TEXT EXCERPT START

Bring a thing that came from the sea

Topic: Fish/Shellfish

Enormous diversity in the oceans

The value is honor. We’ll talk about respecting the diversity of all people.

For cooking we’ll taste a food similar to the poi South Sea islanders eat.

Outside we’ll learn about negative space by making shapes in the sand and figuring out what made them.

The songs we’ll be singing are Three Little Fishes, Down by the Bay, Five Little Speckled Frogs, Six Little Ducklings, and She Waded in the Water.

For creative dramatics we’ll move like an octopus and like a jellyfish.

Our art activities are fish print, tropical fish puzzles, aquarium, and paper plate fish.

For motor development, we’ll work on strength with crab walks, duck walks, leg lifts, and pushups. For motor planning we’ll play scrambled eggs, groups, walking backwards, and statues.

TEXT EXCERPT END
SUPPLIED ENTRIES START

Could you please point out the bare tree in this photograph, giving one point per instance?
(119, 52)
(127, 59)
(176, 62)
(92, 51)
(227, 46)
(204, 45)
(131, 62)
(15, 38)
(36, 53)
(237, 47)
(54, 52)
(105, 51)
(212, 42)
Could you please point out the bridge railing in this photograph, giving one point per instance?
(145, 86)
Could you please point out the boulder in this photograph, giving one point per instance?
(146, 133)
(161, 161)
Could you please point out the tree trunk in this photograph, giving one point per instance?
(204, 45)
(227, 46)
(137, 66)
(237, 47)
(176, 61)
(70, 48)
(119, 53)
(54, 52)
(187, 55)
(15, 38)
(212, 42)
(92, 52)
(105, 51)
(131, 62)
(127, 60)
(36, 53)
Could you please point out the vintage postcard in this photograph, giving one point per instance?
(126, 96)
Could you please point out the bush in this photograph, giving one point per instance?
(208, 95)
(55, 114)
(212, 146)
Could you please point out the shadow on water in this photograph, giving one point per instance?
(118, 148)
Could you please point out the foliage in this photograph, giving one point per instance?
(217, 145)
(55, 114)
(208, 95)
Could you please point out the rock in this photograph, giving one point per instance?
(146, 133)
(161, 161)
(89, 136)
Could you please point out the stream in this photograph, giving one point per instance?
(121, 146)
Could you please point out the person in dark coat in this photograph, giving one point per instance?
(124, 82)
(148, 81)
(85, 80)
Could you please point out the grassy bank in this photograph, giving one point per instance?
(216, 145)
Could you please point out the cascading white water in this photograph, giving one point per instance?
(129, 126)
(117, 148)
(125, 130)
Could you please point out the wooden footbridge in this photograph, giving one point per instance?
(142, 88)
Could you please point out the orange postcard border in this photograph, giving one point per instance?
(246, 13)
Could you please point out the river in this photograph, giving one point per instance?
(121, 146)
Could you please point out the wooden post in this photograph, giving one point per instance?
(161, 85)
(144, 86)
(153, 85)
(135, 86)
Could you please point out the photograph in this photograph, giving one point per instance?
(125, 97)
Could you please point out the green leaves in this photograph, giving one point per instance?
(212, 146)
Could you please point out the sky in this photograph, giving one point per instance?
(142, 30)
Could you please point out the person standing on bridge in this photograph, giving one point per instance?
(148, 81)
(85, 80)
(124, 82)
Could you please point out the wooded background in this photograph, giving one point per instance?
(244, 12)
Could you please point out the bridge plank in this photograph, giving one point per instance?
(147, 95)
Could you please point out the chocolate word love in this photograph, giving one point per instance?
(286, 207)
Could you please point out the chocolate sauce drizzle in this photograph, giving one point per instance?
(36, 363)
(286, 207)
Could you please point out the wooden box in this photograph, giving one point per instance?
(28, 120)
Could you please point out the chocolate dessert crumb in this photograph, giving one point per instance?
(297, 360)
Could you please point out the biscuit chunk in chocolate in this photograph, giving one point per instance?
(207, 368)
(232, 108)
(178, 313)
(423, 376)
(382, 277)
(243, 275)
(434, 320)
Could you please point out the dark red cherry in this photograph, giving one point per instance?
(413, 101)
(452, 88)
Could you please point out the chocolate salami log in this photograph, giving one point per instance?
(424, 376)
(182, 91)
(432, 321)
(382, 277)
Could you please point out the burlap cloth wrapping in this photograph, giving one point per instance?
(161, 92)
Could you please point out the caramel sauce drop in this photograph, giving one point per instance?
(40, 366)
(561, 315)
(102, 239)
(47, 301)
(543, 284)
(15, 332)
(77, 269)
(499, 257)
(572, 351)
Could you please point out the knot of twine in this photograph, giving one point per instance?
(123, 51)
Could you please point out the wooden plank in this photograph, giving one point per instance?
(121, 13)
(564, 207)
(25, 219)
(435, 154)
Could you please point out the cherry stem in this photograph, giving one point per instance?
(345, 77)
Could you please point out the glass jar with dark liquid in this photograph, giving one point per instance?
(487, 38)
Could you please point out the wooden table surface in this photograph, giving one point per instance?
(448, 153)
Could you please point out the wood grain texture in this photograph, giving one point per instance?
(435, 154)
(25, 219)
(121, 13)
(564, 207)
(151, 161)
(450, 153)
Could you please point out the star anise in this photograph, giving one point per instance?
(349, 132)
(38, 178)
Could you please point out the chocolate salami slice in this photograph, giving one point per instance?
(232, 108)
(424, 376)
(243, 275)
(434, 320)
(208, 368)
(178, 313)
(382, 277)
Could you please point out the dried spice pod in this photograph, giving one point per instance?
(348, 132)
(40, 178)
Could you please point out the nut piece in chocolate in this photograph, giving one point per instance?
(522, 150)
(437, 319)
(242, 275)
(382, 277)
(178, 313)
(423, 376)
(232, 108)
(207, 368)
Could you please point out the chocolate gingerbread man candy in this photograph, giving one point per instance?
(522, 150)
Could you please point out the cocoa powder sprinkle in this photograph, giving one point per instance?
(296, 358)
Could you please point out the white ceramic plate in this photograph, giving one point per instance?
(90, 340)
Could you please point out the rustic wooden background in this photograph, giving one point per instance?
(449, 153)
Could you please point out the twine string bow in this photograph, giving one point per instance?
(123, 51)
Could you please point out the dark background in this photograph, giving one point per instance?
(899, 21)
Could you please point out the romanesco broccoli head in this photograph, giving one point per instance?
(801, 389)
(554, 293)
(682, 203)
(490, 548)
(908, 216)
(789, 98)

SUPPLIED ENTRIES END

- PARTS OF THE EXERCISE
• 1. In the fish and shellfish plan, what are the crab walks, duck walks, leg lifts, and pushups meant to develop?
• 2. Edit the fish and shellfish plan between "For motor development, we’ll" and "backwards, and statues.", inclusive, swapping "pushups" for "jumping jacks".

- TASK-BY-TASK ANSWERS
• 1. They are meant to build strength as part of motor development.

• 2.
For motor development, we’ll work on strength with crab walks, duck walks, leg lifts, and jumping jacks. For motor planning we’ll play scrambled eggs, groups, walking backwards, and statues.